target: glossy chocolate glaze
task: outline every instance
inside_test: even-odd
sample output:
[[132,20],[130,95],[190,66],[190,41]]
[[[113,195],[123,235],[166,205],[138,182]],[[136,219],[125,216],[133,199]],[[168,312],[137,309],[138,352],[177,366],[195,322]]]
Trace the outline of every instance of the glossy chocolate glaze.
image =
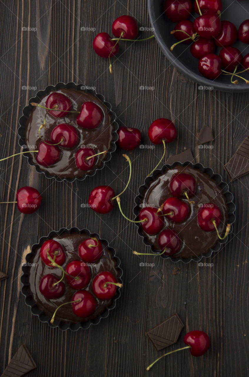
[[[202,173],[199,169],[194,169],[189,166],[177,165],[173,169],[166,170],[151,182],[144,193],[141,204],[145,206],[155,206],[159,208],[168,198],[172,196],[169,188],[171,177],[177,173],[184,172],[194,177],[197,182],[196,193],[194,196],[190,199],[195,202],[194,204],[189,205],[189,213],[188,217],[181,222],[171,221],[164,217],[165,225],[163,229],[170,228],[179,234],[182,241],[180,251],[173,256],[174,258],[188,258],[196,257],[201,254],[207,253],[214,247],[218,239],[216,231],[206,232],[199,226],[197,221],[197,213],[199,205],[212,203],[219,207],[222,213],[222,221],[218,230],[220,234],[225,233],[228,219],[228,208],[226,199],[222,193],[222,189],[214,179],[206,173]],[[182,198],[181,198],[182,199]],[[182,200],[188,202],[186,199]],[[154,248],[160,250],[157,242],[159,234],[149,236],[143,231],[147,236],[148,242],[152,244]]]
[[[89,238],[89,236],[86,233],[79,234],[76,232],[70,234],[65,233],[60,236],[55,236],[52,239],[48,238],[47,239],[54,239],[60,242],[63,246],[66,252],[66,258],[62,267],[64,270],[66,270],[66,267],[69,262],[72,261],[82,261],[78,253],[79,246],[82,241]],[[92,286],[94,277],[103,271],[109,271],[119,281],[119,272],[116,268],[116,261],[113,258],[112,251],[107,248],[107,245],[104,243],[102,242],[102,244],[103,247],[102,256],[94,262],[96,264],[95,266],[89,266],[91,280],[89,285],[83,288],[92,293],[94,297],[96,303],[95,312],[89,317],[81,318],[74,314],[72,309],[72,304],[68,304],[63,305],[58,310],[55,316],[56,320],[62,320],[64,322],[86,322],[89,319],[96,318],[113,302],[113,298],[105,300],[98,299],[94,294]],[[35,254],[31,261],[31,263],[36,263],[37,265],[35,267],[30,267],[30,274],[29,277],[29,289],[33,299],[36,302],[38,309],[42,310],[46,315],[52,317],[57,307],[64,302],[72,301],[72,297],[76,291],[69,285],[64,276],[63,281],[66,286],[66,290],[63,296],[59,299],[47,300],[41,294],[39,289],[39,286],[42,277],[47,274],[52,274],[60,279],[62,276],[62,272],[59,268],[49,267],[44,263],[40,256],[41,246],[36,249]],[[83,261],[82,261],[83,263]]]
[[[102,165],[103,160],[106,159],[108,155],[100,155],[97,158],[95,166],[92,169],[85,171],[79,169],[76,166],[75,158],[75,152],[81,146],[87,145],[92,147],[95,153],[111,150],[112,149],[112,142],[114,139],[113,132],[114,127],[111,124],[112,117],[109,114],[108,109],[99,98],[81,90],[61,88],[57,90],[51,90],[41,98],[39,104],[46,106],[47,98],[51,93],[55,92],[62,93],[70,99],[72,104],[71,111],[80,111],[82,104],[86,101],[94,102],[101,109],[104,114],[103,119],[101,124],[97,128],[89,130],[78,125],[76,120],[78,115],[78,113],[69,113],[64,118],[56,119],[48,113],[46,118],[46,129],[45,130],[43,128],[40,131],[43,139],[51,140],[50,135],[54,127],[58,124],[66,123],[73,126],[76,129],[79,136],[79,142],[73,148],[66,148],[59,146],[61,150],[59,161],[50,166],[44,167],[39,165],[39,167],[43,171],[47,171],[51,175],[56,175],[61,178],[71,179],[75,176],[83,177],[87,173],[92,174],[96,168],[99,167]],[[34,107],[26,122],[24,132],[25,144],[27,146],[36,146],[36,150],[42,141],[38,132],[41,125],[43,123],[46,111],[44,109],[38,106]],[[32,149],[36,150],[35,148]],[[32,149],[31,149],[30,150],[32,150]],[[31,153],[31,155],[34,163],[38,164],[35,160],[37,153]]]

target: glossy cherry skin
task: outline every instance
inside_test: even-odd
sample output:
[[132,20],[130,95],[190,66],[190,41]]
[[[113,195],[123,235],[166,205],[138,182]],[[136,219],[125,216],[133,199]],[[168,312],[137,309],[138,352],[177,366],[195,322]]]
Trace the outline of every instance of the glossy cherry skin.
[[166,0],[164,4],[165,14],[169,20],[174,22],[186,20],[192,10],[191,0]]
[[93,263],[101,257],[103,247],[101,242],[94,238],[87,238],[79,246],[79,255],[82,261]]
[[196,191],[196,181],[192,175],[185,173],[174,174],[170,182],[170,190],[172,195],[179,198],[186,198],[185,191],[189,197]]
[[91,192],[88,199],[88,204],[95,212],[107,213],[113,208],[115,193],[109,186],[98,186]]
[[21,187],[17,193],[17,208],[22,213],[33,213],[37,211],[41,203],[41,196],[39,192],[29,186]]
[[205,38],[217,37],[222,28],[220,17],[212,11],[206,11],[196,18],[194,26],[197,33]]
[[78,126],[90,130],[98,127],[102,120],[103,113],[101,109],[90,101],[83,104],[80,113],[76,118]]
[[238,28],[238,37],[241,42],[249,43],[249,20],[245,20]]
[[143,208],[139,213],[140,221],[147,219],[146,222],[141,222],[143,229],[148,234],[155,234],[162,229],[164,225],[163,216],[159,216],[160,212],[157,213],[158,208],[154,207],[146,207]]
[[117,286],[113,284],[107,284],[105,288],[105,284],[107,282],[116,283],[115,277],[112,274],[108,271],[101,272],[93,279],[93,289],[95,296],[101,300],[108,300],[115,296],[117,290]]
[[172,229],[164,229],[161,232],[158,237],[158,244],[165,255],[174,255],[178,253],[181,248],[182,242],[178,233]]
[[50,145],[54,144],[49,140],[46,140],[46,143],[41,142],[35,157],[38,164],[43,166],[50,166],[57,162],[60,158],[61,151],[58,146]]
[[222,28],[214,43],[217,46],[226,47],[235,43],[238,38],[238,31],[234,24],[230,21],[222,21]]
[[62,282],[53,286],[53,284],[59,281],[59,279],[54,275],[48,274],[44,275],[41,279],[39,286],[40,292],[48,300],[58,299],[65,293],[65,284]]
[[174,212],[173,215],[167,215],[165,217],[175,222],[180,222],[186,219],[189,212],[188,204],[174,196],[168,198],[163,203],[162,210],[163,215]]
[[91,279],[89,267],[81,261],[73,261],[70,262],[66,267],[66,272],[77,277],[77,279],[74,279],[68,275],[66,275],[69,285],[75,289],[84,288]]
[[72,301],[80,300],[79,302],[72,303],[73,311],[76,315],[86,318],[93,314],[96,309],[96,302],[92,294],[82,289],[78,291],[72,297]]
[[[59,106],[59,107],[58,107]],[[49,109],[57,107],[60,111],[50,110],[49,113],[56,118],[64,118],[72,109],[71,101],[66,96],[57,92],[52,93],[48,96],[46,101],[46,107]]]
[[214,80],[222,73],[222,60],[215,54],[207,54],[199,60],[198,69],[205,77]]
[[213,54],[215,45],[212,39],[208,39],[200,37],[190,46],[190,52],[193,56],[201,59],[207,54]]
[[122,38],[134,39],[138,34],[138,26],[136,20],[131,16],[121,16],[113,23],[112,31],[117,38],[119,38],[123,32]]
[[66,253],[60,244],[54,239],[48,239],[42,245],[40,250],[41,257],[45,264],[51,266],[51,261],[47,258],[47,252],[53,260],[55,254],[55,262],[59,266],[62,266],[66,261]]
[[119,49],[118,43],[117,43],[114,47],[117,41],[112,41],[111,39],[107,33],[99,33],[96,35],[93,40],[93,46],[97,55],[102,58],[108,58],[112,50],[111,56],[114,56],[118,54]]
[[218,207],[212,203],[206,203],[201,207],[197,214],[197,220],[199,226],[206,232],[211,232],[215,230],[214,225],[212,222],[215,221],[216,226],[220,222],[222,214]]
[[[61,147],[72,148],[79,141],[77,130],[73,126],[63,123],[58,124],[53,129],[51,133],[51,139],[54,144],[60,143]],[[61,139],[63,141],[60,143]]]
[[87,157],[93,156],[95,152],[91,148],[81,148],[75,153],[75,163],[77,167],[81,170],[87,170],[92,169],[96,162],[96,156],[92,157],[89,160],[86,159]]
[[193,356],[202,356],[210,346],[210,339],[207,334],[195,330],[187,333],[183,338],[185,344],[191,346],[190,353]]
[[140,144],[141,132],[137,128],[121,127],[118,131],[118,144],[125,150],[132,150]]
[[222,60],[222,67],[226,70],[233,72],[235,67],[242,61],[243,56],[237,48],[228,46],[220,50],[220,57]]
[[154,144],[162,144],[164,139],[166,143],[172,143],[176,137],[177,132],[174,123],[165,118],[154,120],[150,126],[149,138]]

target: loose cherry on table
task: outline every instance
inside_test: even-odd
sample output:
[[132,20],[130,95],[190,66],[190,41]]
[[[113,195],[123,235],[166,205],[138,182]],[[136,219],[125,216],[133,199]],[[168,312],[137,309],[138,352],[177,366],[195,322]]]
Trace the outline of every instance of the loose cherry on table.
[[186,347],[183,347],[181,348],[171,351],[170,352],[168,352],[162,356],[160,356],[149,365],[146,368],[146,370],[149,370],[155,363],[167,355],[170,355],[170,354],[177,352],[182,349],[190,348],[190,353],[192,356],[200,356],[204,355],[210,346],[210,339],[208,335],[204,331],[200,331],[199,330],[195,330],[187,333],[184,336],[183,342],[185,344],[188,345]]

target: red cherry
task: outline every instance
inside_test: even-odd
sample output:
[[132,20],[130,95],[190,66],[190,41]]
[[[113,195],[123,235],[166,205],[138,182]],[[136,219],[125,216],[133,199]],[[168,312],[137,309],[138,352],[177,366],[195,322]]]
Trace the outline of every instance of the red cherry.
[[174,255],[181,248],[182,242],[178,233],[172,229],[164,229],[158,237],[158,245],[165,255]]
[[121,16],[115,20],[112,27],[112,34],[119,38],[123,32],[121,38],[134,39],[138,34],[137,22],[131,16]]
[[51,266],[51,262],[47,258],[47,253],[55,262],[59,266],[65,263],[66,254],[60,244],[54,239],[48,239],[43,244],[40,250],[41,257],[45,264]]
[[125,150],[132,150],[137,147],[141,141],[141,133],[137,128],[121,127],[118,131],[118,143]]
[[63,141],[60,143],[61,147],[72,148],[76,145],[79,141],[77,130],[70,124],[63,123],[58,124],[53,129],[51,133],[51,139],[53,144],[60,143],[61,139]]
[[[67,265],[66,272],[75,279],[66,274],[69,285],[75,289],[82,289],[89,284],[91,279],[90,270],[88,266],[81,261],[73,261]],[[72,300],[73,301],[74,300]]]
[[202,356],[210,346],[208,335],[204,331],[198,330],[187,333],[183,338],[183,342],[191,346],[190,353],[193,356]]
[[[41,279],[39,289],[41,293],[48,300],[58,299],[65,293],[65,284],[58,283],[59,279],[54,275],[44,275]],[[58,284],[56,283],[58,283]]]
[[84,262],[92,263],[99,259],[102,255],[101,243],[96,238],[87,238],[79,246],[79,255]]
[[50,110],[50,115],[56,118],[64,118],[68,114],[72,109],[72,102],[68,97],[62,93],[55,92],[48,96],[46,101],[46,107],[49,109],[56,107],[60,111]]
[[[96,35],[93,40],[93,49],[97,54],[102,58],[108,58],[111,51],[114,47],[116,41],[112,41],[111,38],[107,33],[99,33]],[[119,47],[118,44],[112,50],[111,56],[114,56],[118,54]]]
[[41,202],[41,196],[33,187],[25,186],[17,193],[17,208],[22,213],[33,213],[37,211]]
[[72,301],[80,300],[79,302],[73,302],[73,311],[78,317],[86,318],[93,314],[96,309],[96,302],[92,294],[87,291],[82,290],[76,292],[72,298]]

════

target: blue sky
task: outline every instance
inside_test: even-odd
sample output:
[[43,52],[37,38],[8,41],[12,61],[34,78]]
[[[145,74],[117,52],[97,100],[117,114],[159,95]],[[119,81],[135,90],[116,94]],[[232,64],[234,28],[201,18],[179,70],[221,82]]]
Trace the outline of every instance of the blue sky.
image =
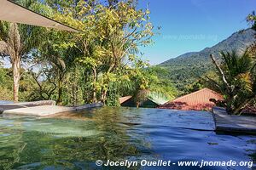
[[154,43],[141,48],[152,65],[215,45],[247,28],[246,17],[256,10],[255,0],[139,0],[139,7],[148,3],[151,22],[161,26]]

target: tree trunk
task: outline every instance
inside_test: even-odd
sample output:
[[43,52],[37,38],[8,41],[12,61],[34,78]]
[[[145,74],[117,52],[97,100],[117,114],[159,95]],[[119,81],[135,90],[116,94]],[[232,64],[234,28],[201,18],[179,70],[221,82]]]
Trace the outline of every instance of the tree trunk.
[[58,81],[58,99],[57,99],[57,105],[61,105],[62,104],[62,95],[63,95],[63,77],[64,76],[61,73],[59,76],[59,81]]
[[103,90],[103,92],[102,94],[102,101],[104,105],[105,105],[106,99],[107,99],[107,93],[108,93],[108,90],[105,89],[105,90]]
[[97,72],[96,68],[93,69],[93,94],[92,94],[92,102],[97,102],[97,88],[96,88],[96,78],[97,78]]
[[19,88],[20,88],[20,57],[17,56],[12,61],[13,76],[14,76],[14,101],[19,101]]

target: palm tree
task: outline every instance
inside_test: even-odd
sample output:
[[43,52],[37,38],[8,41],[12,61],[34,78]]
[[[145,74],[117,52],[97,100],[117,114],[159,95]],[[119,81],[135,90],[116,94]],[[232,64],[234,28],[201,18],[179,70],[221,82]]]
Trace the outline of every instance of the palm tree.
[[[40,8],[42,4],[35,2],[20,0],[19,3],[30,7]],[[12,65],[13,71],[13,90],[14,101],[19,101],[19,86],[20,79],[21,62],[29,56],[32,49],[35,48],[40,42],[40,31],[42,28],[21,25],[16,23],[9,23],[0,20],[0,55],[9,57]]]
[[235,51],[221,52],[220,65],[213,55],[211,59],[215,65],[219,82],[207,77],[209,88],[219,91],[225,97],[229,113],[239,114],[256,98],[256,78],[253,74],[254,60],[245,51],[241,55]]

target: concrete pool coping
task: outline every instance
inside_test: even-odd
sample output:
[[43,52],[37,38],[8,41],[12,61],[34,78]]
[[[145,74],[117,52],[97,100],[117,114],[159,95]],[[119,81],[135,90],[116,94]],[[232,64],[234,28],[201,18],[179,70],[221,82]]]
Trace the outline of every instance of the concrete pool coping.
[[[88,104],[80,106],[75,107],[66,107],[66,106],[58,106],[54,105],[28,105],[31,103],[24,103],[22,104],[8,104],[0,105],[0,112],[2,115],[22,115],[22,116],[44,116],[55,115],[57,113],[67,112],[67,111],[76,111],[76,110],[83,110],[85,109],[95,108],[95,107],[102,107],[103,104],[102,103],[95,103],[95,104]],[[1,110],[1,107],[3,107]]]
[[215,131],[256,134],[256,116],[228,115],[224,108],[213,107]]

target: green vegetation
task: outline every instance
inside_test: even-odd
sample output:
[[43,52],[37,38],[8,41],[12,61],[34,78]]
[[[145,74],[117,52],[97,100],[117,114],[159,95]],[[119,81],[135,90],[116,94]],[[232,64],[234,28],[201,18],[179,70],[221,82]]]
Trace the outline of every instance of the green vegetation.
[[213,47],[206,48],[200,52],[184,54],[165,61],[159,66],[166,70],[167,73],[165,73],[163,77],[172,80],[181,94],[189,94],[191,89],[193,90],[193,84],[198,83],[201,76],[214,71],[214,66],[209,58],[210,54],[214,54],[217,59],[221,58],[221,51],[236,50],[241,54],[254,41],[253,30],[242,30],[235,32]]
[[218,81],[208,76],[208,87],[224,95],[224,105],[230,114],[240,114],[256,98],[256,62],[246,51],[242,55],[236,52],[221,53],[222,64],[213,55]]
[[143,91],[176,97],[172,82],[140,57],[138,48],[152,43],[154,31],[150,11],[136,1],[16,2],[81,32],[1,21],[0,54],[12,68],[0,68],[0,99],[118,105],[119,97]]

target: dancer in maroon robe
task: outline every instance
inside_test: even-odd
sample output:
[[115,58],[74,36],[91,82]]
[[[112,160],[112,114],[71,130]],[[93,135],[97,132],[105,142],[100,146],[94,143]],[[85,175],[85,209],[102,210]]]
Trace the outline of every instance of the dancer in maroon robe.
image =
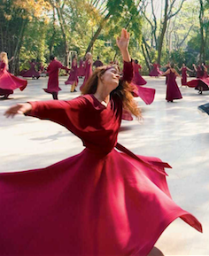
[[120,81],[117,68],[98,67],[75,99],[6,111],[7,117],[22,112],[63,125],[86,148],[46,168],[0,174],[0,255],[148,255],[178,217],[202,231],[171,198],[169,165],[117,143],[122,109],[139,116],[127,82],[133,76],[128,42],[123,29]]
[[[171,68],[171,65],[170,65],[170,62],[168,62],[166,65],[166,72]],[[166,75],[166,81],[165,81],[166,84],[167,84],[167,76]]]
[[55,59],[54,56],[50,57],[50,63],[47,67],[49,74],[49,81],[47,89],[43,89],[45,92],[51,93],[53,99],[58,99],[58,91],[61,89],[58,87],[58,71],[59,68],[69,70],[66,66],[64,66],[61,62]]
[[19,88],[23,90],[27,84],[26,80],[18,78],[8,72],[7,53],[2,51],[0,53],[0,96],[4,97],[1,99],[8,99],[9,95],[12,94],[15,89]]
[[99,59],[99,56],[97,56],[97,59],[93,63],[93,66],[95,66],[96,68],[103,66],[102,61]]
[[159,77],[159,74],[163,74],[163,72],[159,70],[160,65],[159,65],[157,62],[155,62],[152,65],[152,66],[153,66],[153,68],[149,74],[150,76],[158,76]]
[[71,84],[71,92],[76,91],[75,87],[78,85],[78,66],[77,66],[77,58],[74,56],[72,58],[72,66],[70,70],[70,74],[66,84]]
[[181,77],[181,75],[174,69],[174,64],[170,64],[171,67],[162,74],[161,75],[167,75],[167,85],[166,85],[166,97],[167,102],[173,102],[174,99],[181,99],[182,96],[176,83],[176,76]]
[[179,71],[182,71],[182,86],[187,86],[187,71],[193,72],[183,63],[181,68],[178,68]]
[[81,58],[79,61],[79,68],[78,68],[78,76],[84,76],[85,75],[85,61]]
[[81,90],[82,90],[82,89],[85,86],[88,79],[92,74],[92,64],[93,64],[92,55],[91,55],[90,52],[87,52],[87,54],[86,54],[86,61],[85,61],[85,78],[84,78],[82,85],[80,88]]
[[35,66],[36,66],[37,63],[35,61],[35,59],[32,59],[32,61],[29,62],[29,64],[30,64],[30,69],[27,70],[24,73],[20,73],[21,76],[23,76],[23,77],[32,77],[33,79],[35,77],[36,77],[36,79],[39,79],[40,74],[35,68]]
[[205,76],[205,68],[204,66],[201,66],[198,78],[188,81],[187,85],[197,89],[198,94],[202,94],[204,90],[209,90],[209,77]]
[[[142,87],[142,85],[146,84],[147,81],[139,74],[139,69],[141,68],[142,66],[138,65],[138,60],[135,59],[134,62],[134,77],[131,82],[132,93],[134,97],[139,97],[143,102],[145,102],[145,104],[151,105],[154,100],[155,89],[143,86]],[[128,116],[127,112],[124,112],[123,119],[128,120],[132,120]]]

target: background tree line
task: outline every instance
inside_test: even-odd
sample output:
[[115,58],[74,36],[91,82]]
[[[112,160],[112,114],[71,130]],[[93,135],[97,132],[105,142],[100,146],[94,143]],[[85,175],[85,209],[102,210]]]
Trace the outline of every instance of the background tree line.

════

Problem to solve:
Rewrite the lines from the one containing "target: palm tree" through the one containing "Trace the outline of every instance of the palm", replacing "palm tree" with "coconut palm" and leaving all else unchanged.

Answer to this task:
target: coconut palm
task: outline every instance
inside_test: even-odd
sample output:
[[43,52],[37,38],[8,41],[12,61],[34,78]]
[[[145,74],[117,52],[97,100],[117,114],[159,95]],[[119,81],[135,90],[116,94]],[[232,64],[234,28],[201,18],[179,70],[221,82]]]
Trace the outline of every instance of the coconut palm.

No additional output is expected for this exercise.